• Jobs
- a) Give the STATCOM text again starting with "1)      A Voltage" and going on through "the PWM modulator.", updated so that "chopping frequency" reads "switching frequency".
- b) Answer these questions from the STATCOM text:
(i) What other name is a Static Synchronous Compensator known by?
(ii) If the magnitude of V2 is more than V1, in which direction does reactive power flow?
(iii) What is the DC capacitor used for?
- c) Pick up the STATCOM text where it stops and continue writing it.

• Text extract

▽

STATCOM – Working Principle, Design and Application

What is SATACOM?

STATCOM or Static Synchronous Compensator is a power electronic device using force commutated devices like IGBT, GTO etc. to control the reactive power flow through a power network and thereby increasing the stability of power network. STATCOM is a shunt device i.e. it is connected in shunt with the line. A Static Synchronous Compensator (STATCOM) is also known as a Static Synchronous Condenser (STATCON). It is a member of the Flexible AC Transmission System (FACTS) family of devices.

The terms Synchronous in STATCOM mean that it can either absorb or generate reactive power in synchronization with the demand to stabilize the voltage of the power network.

Working Principle of STATCOM:

To understand the working principle of STATCOM, we will first have a look at the reactive power transfer equation. Let us consider two sources V1 and V2 are connected through an impedance Z = Ra + jX as shown in figure below.


In the above reactive power flow equation, angle δ is the angle between V1 and V2. Thus if we maintain angle δ = 0 then Reactive power flow will become

Q = (V2/X)[V1-V2]

and active power flow will become

P = V1V2Sinδ / X =0

To summarize, we can say that if the angle between V1 and V2 is zero, the flow of active power becomes zero and the flow of reactive power depends on (V1 – V2). Thus for flow of reactive power there are two possibilities.

1)    If the magnitude of V1 is more than V2, then reactive power will flow from source V1 to V2.

2)    If the magnitude of V2 is more than V1, reactive power will flow from source V2 to V1.

This principle is used in STATCOM for reactive power control. Now we will discuss about the design of STATCOM for better correlation of working principle and design.

You may like to read Reactive Power and Voltage Control of a Transmission Line

Design of STATCOM:

STATCOM has the following components:

1)      A Voltage Source Converter, VSC

The voltage-source converter is used to convert the DC input voltage to an AC output voltage. Two of the common VSC types are as below.

a)    Square-wave Inverters using Gate Turn-Off Thyristors: In this type of VSC, output AC voltage is controlled by changing the DC capacitor input voltage, as the fundamental component of the converter output voltage is proportional to the DC voltage.

b)    PWM Inverters using Insulated Gate Bipolar Transistors (IGBT): It uses Pulse Width Modulation (PWM) technique to create a sinusoidal waveform from a DC voltage source with a typical chopping frequency of a few kHz. In contrast to the GTO-based type, the IGBT-based VSC utilizes a fixed DC voltage and varies its output AC voltage by changing the modulation index of the PWM modulator.

2)      DC Capacitor

DC Capacitor is used to supply constant DC voltage to the voltage source converter, VSC.

△

• Data rows
▽

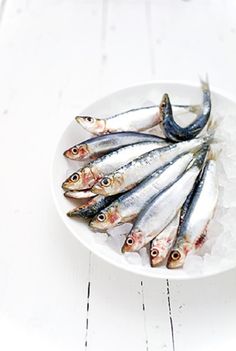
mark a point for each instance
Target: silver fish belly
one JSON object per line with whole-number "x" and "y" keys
{"x": 162, "y": 243}
{"x": 193, "y": 228}
{"x": 160, "y": 211}
{"x": 97, "y": 146}
{"x": 127, "y": 206}
{"x": 86, "y": 177}
{"x": 136, "y": 119}
{"x": 128, "y": 176}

△

• Responses to the tasks
- a)
1)      A Voltage Source Converter, VSC

The voltage-source converter is used to convert the DC input voltage to an AC output voltage. Two of the common VSC types are as below.

a)    Square-wave Inverters using Gate Turn-Off Thyristors: In this type of VSC, output AC voltage is controlled by changing the DC capacitor input voltage, as the fundamental component of the converter output voltage is proportional to the DC voltage.

b)    PWM Inverters using Insulated Gate Bipolar Transistors (IGBT): It uses Pulse Width Modulation (PWM) technique to create a sinusoidal waveform from a DC voltage source with a typical switching frequency of a few kHz. In contrast to the GTO-based type, the IGBT-based VSC utilizes a fixed DC voltage and varies its output AC voltage by changing the modulation index of the PWM modulator.

- b)
(i) A Static Synchronous Condenser (STATCON).
(ii) From source V2 to V1.
(iii) To supply constant DC voltage to the voltage source converter (VSC).

- c)
3)      Inductive Reactance

A Transformer is connected between the output of VSC and Power System. Transformer basically acts as a coupling medium. In addition, Tranformer neutralize harmonics contained in the square waves produced by VSC.

4)      Harmonic Filter

Harmonic Filter attenuates the harmonics and other high frequency components due to the VSC.

A simplified diagram along with equivalent electrical circuit of STATCOM is shown in figure below.

Now we will understand how the STATCOM works though we have discussed the basic operating principle of STATCOM. As can be seen from the figure above, source V1 represents the output voltage of the STATCOM. In case of reactive power demand increases in the power system, STATCOM increases its output voltage V1 while maintain the phase difference between V1 and V2 to zero (it shall be noted here that there will always exists small phase angle between V1 and V2 to cater for the leakage impedance drop in the interconnecting Transformer ). As V1 > V2, reactive power will flow from STATCOM to the power system. Thus STATCOM, supplies reactive power and acts as reactive power generator.

Again, if the voltage of power system increase due to load throw off, STATCOM will reduce its output voltage V1 and therefore will absorb reactive power to stabilize the voltage to normal value.

The above mode of operation of STATCOM is called Voltage Regulation Mode.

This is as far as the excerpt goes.